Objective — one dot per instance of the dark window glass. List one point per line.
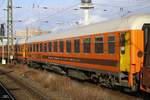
(37, 47)
(55, 46)
(61, 46)
(99, 45)
(30, 48)
(68, 46)
(87, 45)
(111, 44)
(41, 47)
(33, 47)
(50, 46)
(45, 47)
(77, 46)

THE TASK
Change "dark window glass" to "tinted window glass" in the rows above and give them again with nothing else altered. Leave out the pictures.

RESPONSE TO THIS EXERCISE
Objective — one dot per instance of the tinted window glass. List one point per line.
(37, 47)
(55, 46)
(61, 46)
(99, 45)
(30, 48)
(68, 46)
(87, 45)
(111, 44)
(41, 47)
(33, 47)
(50, 46)
(45, 47)
(77, 46)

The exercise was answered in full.